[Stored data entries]
[Start of section]

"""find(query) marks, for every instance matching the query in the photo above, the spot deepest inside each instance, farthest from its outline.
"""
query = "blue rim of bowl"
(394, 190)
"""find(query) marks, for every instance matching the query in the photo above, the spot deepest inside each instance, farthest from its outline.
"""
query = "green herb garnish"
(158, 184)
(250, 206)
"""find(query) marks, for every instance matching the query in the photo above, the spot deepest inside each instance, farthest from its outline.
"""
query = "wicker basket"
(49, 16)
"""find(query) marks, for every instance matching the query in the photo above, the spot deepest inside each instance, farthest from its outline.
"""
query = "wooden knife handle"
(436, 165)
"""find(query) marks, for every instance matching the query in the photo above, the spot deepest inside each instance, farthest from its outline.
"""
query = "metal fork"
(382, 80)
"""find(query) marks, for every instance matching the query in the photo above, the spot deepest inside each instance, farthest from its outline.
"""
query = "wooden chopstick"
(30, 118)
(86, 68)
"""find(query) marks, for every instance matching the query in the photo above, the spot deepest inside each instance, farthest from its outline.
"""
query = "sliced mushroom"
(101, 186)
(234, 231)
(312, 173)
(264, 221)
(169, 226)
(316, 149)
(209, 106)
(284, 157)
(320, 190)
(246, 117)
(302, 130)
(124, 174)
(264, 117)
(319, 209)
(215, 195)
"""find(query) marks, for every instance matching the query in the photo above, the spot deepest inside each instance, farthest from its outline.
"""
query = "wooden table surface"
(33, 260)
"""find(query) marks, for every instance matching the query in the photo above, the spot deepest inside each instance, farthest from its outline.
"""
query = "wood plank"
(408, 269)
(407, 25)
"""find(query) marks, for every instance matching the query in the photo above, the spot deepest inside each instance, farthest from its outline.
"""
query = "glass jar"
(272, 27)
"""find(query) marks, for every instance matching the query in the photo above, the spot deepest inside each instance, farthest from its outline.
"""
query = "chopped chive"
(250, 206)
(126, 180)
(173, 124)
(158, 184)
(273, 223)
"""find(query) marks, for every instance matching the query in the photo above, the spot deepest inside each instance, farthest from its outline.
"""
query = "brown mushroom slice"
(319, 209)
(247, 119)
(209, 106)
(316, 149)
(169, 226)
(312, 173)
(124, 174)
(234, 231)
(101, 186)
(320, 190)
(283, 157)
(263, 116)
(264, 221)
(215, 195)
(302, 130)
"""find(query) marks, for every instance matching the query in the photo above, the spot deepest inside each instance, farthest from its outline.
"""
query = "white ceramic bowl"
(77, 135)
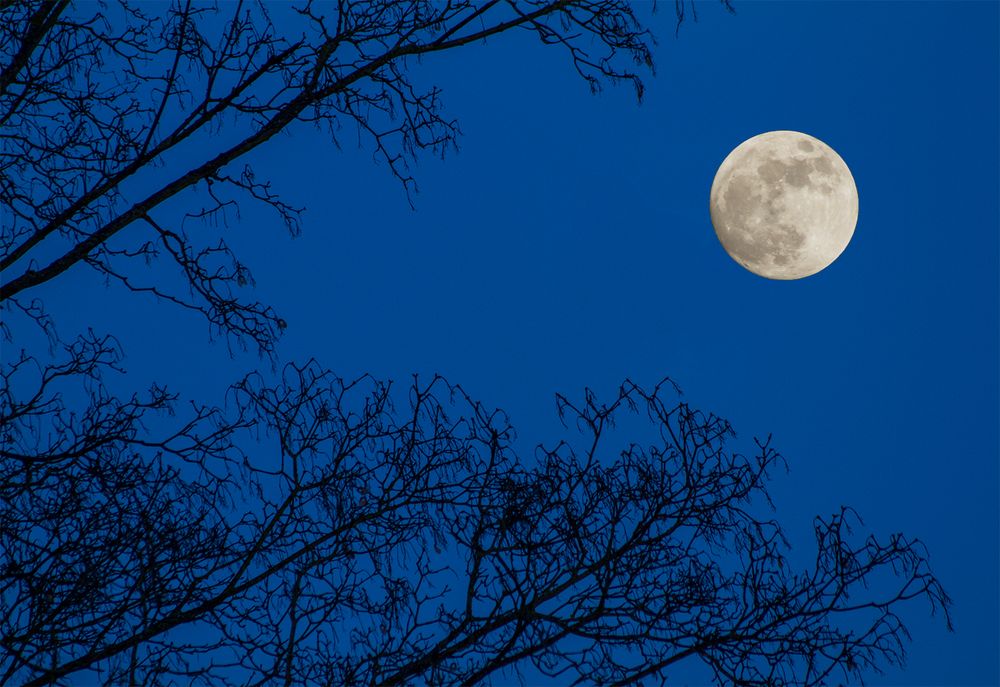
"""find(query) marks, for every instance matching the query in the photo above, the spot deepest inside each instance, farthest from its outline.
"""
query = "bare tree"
(314, 530)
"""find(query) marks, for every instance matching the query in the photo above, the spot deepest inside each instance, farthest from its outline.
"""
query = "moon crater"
(784, 205)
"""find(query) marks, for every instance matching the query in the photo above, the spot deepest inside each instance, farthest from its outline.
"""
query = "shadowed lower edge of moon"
(749, 205)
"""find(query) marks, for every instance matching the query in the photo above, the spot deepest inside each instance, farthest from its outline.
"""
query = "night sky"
(568, 244)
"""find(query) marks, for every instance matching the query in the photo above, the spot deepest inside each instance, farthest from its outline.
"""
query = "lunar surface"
(784, 205)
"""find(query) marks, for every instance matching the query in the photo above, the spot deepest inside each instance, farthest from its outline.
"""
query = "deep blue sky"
(568, 243)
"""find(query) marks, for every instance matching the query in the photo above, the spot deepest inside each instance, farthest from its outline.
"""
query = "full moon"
(784, 205)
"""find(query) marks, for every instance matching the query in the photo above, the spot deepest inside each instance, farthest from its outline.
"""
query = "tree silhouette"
(317, 530)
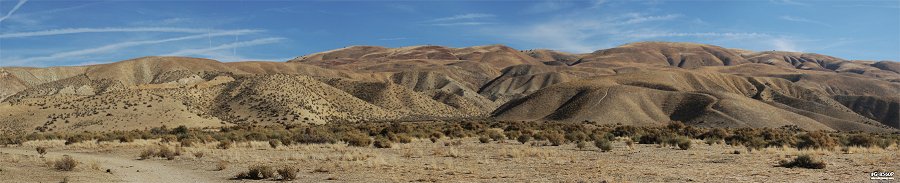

[End of section]

* [What the task requires]:
When copying the records above, please match them exactly but leave out all pictures.

* [Output for this exercise]:
"""find(query) marks, for every instance matching the query in the photo above, the spot deepest inside each instance, farthest from its outline.
"""
query = "blue rim of bowl"
(394, 190)
"""find(query) marks, for every instance matching the query in the photo above, the spot deepest inside each instance, farthest from its outline.
"""
query = "green herb garnish"
(158, 184)
(250, 206)
"""find(query) marks, for every instance matching the query in the photo above, the spot deepest inside each instance, farthest from its outline.
"""
query = "wicker basket"
(49, 16)
"""find(query) marks, for every instance matching the query in the photo above, the spot deepest inside each instance, farthest from its outline.
"""
query = "wooden knife handle"
(436, 165)
"""find(query) marks, for every instance matching the query in the photo above, the spot deepest inside each instance, farthest from its outline.
"""
query = "metal fork"
(382, 80)
"""find(query) marks, for every instance matching the query in the photo above, the spot deepest inside each instance, farthest from its outline.
"""
query = "wooden chopstick"
(30, 118)
(86, 68)
"""find(query) marks, for every instance matching the query in the photo above, the spot deepest inside each instance, farthest from its outline.
"""
query = "sliced mushroom"
(101, 186)
(234, 231)
(312, 173)
(264, 221)
(169, 226)
(316, 149)
(209, 106)
(284, 157)
(320, 190)
(246, 117)
(302, 130)
(124, 174)
(264, 117)
(319, 209)
(215, 195)
"""find(query) marks, for every instance matching the query in the photo above, the spot deepest inside each instance, farthest from its outline.
"""
query = "wooden table surface"
(33, 260)
"""find(query) marks, for every instance matching the query in the photo above, the spot deepest inside each instance, farthest from its outline.
"""
query = "wood plank"
(408, 269)
(407, 25)
"""find(query) marks, for every instance matching the query in the photo above, the spot deepest inside each instance, farthest from its outline.
"""
query = "glass jar"
(272, 27)
"""find(query) marks, for every instance matching the query in the photo above, the spot deepest inside each instance, farthest from its outline.
"""
query = "chopped chive"
(250, 206)
(126, 180)
(173, 124)
(158, 184)
(273, 223)
"""find(query) marks, for every instance matching the query in the photo above, the spot deepest inside each instance, farthest from its outline.
"""
query = "brown mushroom slice"
(319, 209)
(247, 119)
(209, 106)
(316, 149)
(169, 226)
(312, 173)
(124, 174)
(234, 231)
(101, 186)
(320, 190)
(283, 157)
(263, 116)
(264, 221)
(215, 195)
(302, 130)
"""find(query) marks, for every instance matching the query in the photo above, the spot deepest inside each instance, farthest from its outline.
"""
query = "white ceramic bowl"
(77, 135)
"""find(query) marks, for every instance matching the query in the photo above, the spot deepest inside each instance, farthest from its outline.
"""
query = "bare tree"
(314, 530)
"""find(query) marks, for every instance matching the query in the photo above, the spot deepest inside each instance, farthest from its outline.
"""
query = "moon crater"
(784, 205)
"""find(query) marks, for every instance matching the query in the photo above, the spot deepest inside each instance, farthest from its outline.
"""
query = "shadowed lower edge of moon"
(749, 205)
"""find(query) marks, for every instance matching the query in the photo above, the spot deepest inside each instance, farthest from its outline.
"""
query = "night sky"
(568, 244)
"""find(query) marks, for every instance matching the query in the photo above, the spot deepest inside each instance, farthest from its outline.
"""
query = "lunar surface"
(784, 205)
"""find(query) marks, for every instance matching the query in the photo above, the spot deepest inside each instance, farthest from its outline.
"""
query = "deep blue sky"
(568, 243)
"""find(query) marks, for every instance matching the query in the photo above, the spot deepest inside each instance, farthest from its outline.
"""
query = "full moon"
(784, 205)
"""find(query) marks, for every instance matching the query in the photo above, the spot deepest inside each instance, farthest from its outline.
"""
query = "tree silhouette"
(317, 530)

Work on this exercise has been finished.